_Data for processing_.

------------------------------------------------------------------------

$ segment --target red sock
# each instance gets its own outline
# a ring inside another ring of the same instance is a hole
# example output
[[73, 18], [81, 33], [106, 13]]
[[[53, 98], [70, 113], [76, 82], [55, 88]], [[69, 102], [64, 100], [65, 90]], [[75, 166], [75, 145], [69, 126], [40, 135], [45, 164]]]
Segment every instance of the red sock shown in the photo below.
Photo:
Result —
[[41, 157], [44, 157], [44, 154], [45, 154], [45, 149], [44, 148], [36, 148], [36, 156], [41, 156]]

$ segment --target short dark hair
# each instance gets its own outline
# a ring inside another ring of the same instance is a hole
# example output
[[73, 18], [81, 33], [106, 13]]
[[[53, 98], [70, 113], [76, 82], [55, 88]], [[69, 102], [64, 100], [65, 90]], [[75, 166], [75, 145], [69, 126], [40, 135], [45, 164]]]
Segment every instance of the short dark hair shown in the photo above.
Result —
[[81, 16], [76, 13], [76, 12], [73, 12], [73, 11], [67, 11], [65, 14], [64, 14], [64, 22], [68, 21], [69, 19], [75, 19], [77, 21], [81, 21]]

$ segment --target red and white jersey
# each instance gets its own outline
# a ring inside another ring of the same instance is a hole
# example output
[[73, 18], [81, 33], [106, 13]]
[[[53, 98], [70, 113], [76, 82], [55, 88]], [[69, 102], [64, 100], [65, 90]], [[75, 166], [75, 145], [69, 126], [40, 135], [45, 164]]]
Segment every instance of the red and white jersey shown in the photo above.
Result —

------------------------------------------------------------------------

_What you will do_. Reproduce all of the material above, swapping "outline" for "contour" and leaving everything else unchanged.

_Right answer_.
$ segment --target red sock
# each instance gets its own contour
# a ring inside another ring of the same instance is a hole
# example output
[[73, 18], [81, 33], [106, 13]]
[[[53, 98], [70, 113], [76, 82], [55, 88]], [[69, 102], [64, 100], [65, 90]], [[75, 166], [75, 145], [69, 126], [40, 135], [45, 164]]]
Segment every instance of the red sock shown in the photo below.
Photo:
Result —
[[41, 157], [44, 157], [44, 154], [45, 154], [45, 149], [44, 148], [36, 148], [36, 156], [41, 156]]

$ segment --target short dark hair
# each instance gets its own contour
# a ring inside another ring of the same instance is a hole
# example output
[[73, 18], [81, 33], [106, 13]]
[[[53, 98], [70, 113], [76, 82], [55, 88]], [[69, 102], [64, 100], [65, 90]], [[75, 166], [75, 145], [69, 126], [40, 135], [45, 164]]]
Segment every instance of the short dark hair shown in the photo above.
Result —
[[81, 16], [76, 13], [76, 12], [73, 12], [73, 11], [67, 11], [65, 14], [64, 14], [64, 22], [68, 21], [69, 19], [75, 19], [77, 21], [81, 21]]

$ segment --target red and white jersey
# each instance gets its own contour
# a ring inside another ring of the same instance is a hole
# example output
[[73, 18], [81, 33], [106, 13]]
[[[53, 98], [70, 113], [76, 82], [55, 88]], [[69, 102], [64, 100], [65, 90]], [[75, 166], [75, 145], [69, 126], [40, 135], [45, 164]]]
Segment every instance of the red and white jersey shown in the photo above.
Result —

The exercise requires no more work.